| Input material |
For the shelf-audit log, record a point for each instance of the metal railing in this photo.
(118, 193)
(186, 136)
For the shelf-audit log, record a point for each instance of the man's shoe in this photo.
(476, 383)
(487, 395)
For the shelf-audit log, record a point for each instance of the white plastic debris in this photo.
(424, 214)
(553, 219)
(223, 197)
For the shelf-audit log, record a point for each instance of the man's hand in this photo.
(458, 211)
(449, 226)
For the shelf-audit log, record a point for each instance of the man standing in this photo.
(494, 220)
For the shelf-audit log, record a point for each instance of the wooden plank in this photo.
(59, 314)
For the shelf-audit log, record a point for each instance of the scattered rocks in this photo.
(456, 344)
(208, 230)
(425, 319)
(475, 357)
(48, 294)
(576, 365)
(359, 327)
...
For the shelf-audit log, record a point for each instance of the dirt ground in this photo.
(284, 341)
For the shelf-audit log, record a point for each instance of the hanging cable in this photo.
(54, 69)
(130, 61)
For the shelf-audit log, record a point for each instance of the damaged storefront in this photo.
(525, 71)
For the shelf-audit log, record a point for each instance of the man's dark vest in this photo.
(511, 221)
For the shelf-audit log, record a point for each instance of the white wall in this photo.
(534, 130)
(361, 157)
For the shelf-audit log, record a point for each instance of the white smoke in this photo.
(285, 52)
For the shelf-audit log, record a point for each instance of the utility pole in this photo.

| Set problem |
Identify every line in the material above that contains the word "white", and copy each such line in full. Matching is case-sensitive.

| Result |
For the shelf-audit log, record a point for each instance of the white plastic debris in this photo.
For the shelf-audit log, record a point for each instance of the white wall in this photo.
For the shelf-audit log, record a point for each instance of the white smoke in this photo.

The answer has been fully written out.